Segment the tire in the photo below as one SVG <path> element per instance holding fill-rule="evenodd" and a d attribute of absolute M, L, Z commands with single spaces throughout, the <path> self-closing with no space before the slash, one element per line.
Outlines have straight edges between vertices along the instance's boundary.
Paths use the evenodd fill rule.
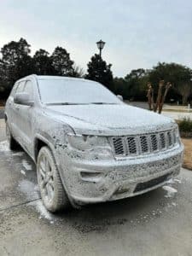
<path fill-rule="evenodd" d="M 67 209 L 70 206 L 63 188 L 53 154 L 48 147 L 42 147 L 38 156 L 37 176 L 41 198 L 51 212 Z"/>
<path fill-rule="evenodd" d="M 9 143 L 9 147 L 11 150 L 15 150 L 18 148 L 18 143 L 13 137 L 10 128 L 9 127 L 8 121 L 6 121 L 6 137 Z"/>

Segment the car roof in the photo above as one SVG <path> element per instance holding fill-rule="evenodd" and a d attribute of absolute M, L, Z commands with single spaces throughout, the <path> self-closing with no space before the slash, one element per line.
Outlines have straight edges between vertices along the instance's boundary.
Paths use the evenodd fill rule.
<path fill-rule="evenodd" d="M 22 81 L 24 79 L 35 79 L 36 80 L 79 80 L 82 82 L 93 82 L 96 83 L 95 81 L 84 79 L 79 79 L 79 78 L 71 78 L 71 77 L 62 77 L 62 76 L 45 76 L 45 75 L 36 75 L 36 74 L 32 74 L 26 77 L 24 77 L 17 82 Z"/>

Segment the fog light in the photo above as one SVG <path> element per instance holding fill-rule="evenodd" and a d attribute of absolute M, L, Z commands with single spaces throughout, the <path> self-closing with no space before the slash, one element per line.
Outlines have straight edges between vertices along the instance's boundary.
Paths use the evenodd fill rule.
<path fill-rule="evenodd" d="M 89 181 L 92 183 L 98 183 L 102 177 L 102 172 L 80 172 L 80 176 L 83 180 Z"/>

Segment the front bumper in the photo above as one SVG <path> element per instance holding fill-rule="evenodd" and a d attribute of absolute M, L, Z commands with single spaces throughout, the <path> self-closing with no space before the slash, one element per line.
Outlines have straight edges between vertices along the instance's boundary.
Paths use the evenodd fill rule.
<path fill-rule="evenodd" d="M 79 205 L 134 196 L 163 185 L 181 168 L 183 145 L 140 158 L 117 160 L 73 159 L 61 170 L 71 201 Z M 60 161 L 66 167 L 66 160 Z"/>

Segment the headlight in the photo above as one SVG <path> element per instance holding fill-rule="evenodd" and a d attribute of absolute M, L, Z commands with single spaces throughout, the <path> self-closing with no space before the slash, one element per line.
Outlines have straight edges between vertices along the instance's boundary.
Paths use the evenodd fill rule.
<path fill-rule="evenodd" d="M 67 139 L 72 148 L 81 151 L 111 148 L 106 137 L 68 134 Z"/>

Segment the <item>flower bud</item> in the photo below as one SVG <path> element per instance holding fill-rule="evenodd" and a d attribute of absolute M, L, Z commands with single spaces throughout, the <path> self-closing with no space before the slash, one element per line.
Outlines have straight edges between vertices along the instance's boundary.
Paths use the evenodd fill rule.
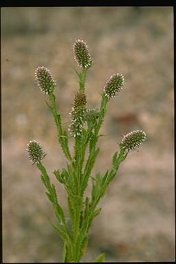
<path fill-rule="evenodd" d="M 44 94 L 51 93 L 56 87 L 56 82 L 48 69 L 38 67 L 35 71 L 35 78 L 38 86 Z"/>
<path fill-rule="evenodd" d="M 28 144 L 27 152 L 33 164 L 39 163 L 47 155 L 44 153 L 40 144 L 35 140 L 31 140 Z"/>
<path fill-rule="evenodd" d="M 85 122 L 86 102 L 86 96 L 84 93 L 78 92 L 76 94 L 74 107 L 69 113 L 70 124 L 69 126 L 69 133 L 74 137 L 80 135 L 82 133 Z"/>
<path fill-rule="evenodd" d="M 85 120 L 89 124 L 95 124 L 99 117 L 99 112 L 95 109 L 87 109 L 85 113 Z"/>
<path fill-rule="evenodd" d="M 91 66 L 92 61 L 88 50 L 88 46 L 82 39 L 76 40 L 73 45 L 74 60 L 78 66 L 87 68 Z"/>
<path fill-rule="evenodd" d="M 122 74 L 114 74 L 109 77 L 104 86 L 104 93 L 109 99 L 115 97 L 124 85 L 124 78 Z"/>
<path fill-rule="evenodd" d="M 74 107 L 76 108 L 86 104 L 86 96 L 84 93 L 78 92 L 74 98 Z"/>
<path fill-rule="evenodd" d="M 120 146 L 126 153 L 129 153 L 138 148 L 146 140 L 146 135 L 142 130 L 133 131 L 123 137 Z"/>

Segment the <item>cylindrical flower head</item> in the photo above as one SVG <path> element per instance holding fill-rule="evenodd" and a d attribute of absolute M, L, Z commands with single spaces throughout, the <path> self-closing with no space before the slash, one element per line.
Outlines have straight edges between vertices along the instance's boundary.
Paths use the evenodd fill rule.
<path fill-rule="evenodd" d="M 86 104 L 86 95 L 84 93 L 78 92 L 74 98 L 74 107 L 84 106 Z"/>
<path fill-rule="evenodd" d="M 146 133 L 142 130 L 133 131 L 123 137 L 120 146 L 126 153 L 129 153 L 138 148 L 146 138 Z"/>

▸ **Instructions for the task**
Add -76 to every coordinate in the answers and write out again the stretch from the start of the material through the line containing "143 L 9 147", requests included. Leave out the picture.

▸ **Output for this task**
Segment the tire in the photo below as one SVG <path> element per instance holding fill-rule="evenodd" and a d attribute of absolute M, L, Z commands with single spaces throughout, the <path> self-closing with no space before the slash, one element per line.
Outlines have straight edges between vertices along the instance's boundary.
Paths use the evenodd fill rule.
<path fill-rule="evenodd" d="M -9 133 L -6 130 L -13 112 L -23 78 L -28 71 L -34 71 L -38 80 L -39 100 L -35 122 L -25 136 Z"/>
<path fill-rule="evenodd" d="M -67 67 L -67 71 L -65 74 L -61 74 L -58 72 L -58 67 L -63 61 L -66 52 L -67 51 L -68 45 L -70 45 L -70 61 Z"/>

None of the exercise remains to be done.